AIM OF THE TASK:
Scan the entries that follow for the word "cabinet", then report every line in which it appears.

(INFORMATION SUPPLIED begins)

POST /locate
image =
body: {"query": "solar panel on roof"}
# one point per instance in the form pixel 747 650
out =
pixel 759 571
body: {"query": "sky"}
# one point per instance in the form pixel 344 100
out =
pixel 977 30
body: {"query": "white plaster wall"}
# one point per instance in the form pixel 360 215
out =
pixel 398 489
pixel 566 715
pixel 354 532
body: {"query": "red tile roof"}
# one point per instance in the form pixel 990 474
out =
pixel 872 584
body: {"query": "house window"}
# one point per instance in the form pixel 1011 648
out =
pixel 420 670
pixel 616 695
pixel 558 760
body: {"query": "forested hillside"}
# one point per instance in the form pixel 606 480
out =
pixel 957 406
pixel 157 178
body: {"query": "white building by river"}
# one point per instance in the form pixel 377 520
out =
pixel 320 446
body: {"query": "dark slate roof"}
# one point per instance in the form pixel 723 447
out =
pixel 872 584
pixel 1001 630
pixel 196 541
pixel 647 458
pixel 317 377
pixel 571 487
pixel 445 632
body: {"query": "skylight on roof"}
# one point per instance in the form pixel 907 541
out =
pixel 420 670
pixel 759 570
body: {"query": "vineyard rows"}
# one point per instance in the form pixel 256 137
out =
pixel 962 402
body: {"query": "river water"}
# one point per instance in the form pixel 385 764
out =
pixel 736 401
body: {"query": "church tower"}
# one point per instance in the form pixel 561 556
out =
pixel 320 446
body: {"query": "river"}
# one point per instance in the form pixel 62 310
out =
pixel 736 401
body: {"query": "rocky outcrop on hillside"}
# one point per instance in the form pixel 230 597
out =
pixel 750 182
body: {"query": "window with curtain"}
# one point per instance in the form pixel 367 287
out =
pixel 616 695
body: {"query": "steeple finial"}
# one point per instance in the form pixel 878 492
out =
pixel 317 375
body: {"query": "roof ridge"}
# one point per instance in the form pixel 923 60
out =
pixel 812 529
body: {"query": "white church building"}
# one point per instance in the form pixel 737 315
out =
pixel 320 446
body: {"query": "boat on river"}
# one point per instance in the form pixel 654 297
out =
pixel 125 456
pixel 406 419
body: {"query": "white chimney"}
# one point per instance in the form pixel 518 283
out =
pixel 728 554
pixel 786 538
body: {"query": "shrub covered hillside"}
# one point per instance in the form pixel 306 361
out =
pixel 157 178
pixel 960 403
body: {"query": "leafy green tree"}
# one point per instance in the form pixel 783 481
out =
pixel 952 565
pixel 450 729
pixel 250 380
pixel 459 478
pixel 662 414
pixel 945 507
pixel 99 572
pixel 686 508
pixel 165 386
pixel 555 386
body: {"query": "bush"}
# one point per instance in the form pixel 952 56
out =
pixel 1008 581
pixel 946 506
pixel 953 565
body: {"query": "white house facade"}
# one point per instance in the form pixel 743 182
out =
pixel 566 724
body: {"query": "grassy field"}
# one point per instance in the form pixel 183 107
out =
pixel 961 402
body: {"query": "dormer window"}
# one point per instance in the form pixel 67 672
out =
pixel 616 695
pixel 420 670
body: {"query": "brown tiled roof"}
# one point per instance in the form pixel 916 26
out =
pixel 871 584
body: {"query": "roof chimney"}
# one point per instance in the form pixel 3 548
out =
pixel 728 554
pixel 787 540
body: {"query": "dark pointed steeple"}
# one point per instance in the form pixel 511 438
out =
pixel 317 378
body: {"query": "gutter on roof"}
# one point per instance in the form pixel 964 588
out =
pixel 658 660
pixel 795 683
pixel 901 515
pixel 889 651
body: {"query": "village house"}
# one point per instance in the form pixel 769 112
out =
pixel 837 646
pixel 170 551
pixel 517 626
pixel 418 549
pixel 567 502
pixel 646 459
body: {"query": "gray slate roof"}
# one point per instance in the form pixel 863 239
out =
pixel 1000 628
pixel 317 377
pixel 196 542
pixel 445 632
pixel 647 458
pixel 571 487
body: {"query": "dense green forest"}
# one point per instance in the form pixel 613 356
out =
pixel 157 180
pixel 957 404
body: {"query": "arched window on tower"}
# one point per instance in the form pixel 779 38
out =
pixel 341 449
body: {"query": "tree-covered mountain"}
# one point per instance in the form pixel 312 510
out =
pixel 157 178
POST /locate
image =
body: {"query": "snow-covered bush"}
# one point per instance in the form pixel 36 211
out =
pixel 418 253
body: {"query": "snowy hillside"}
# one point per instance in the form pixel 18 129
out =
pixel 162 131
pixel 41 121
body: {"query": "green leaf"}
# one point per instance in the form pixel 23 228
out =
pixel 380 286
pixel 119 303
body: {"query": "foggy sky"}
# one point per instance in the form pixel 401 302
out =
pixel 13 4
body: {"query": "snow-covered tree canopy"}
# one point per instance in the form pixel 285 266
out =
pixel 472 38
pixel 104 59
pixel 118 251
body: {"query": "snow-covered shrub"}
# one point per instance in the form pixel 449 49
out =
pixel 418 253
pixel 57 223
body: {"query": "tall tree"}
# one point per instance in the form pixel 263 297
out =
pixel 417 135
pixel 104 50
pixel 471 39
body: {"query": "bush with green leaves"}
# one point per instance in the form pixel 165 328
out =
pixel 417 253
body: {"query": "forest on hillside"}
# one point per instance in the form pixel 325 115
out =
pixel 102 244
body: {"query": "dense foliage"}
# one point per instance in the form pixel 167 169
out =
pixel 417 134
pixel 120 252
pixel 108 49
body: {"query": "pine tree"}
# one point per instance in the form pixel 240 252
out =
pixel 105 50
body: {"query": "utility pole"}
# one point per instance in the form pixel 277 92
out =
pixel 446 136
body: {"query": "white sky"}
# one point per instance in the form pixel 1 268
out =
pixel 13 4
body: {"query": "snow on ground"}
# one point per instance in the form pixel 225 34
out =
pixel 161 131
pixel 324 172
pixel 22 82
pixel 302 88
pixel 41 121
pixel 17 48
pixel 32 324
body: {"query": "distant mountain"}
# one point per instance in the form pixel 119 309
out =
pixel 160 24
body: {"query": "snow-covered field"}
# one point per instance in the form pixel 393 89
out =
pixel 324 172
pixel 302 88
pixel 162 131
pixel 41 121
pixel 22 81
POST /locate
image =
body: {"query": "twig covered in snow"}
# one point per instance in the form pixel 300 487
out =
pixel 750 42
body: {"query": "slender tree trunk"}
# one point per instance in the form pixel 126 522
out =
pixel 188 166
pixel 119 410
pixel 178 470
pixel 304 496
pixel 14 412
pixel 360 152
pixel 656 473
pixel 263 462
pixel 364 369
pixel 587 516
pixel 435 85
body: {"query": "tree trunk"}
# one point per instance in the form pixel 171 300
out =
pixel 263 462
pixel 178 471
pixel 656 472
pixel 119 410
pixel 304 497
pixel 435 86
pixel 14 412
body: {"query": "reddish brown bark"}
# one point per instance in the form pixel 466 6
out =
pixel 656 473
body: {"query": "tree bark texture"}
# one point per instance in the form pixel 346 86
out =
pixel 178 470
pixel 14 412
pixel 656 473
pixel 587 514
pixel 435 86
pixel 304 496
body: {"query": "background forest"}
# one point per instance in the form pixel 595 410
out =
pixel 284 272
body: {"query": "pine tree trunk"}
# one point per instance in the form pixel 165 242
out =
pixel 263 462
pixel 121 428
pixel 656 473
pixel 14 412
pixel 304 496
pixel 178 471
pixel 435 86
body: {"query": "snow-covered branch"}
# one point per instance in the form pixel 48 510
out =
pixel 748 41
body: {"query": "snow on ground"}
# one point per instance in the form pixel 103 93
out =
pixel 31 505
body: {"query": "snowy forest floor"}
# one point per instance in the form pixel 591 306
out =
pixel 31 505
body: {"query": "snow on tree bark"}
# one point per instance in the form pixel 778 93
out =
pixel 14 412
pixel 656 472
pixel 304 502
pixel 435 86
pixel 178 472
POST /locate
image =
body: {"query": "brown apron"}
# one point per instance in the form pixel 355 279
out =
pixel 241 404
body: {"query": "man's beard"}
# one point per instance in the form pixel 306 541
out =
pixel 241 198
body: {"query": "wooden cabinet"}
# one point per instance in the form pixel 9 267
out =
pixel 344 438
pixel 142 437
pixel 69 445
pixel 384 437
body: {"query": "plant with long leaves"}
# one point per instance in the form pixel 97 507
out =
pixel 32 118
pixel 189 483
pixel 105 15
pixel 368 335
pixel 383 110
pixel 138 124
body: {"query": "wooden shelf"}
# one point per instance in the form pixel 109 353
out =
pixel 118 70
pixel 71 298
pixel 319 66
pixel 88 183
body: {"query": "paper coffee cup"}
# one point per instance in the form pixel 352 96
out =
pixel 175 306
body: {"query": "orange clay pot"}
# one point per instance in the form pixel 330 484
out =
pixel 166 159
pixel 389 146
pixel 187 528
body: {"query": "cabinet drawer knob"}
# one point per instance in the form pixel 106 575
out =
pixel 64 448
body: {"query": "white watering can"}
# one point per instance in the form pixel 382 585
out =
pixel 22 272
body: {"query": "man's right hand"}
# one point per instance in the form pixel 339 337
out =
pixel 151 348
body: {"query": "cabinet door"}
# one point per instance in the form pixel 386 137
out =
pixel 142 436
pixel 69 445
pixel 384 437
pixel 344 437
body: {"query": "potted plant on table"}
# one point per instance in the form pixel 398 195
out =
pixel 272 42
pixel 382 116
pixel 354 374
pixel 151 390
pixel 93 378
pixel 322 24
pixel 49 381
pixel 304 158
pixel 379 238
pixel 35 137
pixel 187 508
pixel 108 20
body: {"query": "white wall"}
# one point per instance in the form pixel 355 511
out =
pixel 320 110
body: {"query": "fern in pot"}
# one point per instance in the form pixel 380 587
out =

(INFORMATION SUPPLIED ends)

YOUR RESPONSE:
body: {"query": "wooden cabinet"}
body: {"query": "cabinet drawer knob"}
body: {"query": "cabinet door"}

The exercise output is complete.